# [Work to be completed]
Scan the records beneath this line for the line holding "Target: black letter n" and the line holding "[(747, 479), (769, 300), (8, 669)]", then transcribe exactly those two and all lines between.

# [Data for review]
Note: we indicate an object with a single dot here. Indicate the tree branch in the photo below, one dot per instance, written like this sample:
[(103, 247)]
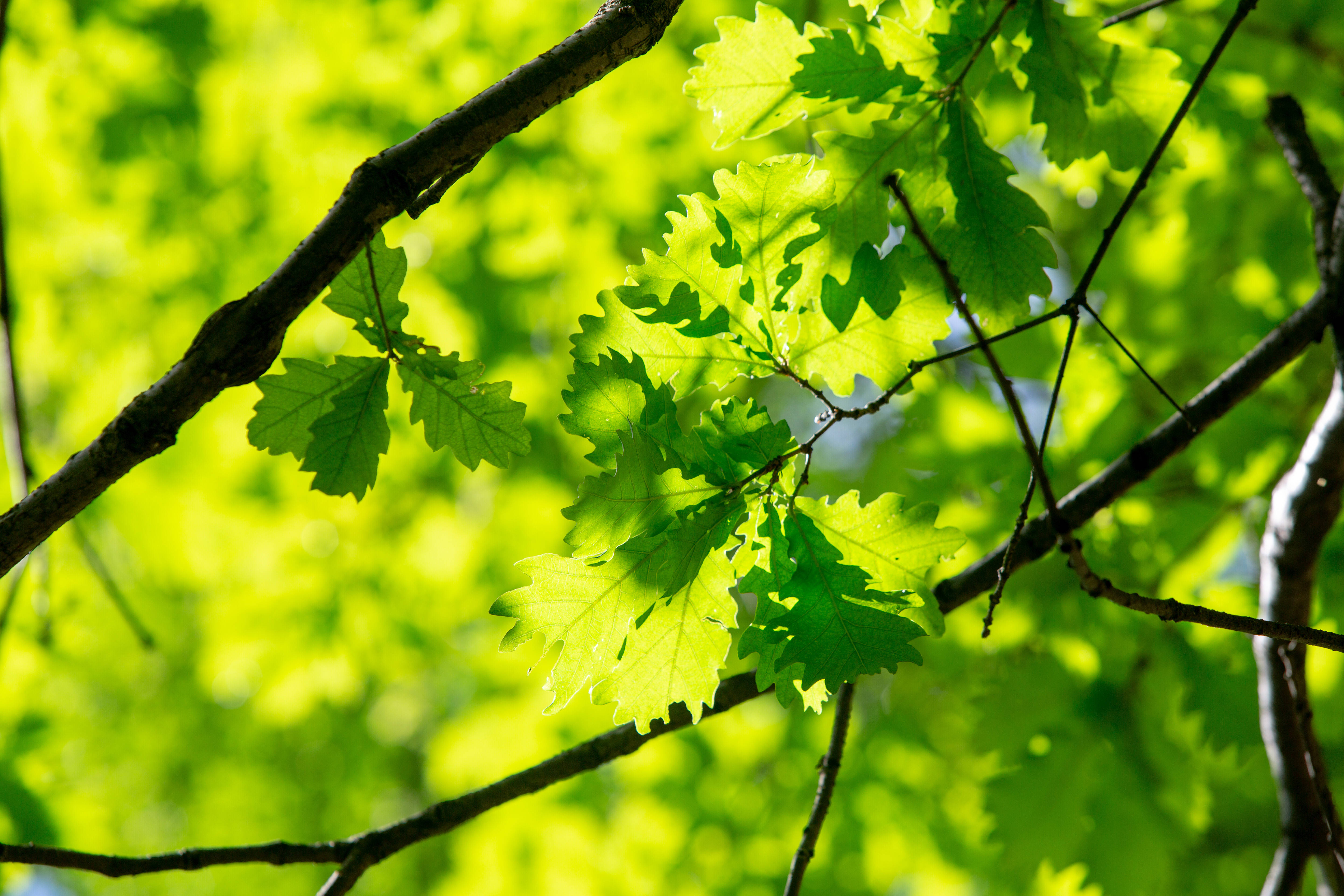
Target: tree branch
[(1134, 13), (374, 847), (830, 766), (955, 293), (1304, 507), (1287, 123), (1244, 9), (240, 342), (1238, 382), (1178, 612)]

==

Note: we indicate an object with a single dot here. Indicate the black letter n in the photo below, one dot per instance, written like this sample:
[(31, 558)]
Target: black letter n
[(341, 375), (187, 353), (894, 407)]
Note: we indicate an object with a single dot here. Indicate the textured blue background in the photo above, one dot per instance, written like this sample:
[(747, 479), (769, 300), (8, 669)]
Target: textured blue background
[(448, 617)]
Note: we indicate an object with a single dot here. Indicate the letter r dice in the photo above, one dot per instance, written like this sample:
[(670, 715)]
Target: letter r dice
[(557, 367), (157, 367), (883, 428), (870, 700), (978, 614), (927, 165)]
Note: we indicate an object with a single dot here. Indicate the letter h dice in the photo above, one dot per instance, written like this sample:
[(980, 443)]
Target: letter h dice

# [Answer for the task]
Target: black letter n
[(341, 375), (187, 353), (894, 407)]
Note: we indicate an object with a single dot here. Indicate the textured blue background in the photo above, one dot per instance, written like this sample:
[(747, 479), (769, 300), (8, 669)]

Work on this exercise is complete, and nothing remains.